---- Source extract
My command is this: Love each other as I have loved you.

Greater love has no one than this:

to lay down one’s life for one’s friends”

(John 15:9-13).

He grinds his jaw as his blistered soles pound the trail. His gear weighs as much as a man’s corpse, and the load drives an ache through his spine and knees. Perspiration stings his eyes. His lungs heave in a steamy breath. Five more miles before the downhill slope. Must. Press. On.

“Let’s go, soldier!”

Ears clogged, he can’t tell if the raspy command comes from behind or ahead of him. But he knows that voice.

The crack of gunfire shatters the air. An explosion rattles through the earth into his weary bones. He stumbles in the plume of smoke, but does not fall. Adrenaline pulses to steady his gait. Chaos dulls his pain and drowns the officer’s words. But he knows his mission. Heart bearing the worth of his people, the soldier plunges headlong into the deadly fray.
--------
---- Exercise data
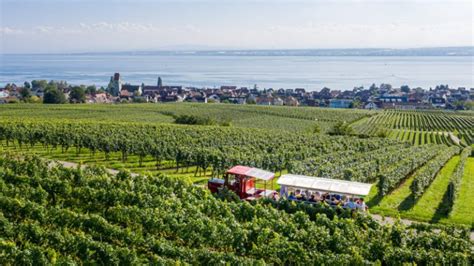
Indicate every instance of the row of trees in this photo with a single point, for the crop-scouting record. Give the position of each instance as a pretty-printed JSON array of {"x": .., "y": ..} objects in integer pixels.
[
  {"x": 206, "y": 147},
  {"x": 67, "y": 216},
  {"x": 53, "y": 92}
]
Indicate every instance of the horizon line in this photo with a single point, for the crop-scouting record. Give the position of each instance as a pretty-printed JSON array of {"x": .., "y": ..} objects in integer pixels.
[{"x": 211, "y": 49}]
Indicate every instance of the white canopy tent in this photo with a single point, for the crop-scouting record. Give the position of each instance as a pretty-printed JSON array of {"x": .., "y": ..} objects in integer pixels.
[{"x": 324, "y": 184}]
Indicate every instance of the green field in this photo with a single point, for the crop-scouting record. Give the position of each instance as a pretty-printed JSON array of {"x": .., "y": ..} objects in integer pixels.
[{"x": 144, "y": 139}]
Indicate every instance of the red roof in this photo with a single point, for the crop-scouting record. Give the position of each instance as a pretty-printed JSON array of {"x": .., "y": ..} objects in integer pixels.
[
  {"x": 251, "y": 172},
  {"x": 238, "y": 170}
]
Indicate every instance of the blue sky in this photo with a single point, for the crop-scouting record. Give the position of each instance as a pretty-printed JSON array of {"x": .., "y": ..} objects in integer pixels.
[{"x": 50, "y": 26}]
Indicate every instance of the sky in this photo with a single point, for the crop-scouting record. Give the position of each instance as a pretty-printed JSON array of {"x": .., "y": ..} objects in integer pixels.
[{"x": 58, "y": 26}]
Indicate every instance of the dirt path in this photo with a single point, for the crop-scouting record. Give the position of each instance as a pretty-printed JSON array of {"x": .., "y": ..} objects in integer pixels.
[{"x": 74, "y": 165}]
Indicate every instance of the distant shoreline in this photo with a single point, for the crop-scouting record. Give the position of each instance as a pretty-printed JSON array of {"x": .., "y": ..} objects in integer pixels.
[{"x": 432, "y": 51}]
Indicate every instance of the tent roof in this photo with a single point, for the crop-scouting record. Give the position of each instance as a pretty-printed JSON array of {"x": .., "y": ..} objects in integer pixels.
[
  {"x": 325, "y": 184},
  {"x": 251, "y": 172}
]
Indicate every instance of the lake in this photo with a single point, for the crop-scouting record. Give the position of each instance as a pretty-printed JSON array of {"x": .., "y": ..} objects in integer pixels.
[{"x": 310, "y": 72}]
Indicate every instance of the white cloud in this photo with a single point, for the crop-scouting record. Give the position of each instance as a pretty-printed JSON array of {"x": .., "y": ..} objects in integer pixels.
[{"x": 9, "y": 30}]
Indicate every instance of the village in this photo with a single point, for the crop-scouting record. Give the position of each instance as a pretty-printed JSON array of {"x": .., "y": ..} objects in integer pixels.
[{"x": 374, "y": 97}]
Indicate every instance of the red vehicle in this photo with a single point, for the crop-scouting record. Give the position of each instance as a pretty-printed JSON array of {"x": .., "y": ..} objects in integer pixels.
[{"x": 243, "y": 181}]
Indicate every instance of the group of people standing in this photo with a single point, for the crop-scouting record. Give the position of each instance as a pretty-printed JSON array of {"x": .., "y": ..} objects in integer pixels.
[{"x": 330, "y": 199}]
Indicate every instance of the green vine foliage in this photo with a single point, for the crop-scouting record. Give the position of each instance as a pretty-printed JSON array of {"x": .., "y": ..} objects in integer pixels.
[{"x": 55, "y": 215}]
--------
> **Activities**:
A. In the soldier passage, how many more miles must the soldier cover before the downhill slope?
B. Write the next part of the soldier passage, picking up after its final sentence.
Nothing here draws on these lines.

> **Responses to the tasks**:
A. Five more miles.

B.
Soldiers. Willing to lay down their lives for our people, they represent the utmost fulfillment of Christ’s call to all of us. This Memorial Day, many of us will offer our respect to the soldiers who have offered the ultimate sacrifice for freedom. Active duty service men and women also deserve our thanks, for they lay aside peace and comfort most of us take for granted. Many in our military face unimaginable horrors in battle, continuing years afterward to fight for emotional survival.

We owe them thanks in many ways.. Verbal gratitude, assistance, and favor provide a good start. Tangible appreciation must never be neglected or diminished one iota. There remains an even more significant means of honoring our troops–join them in answering the call.

Christ commissions all of us to lay down our lives in love for one another. If we rise to follow His example, setting aside our comfort to plunge forth in the fight against evil, we adopt the soldier’s mission. Carrying out acts of love despite hardship will honor the soldier, for we rise to a value more worthy of his or her sacrifice. More worthy, though it remains difficult to imagine we’ll deserve what our fallen troops have offered.

We’ll never deserve the sacrifice Jesus offered for us. No manner of thanks, no acts of service can make us worthy. Grace cannot be earned. Yet our grateful hearts prompt us to follow His example and love others. Like these noble soldiers, we, too, can grow selflessly loving hearts. Far away from perfection, long before we reach our destination, God awards us, both spiritual and tactical soldiers, an amazing distinction. He calls us friends.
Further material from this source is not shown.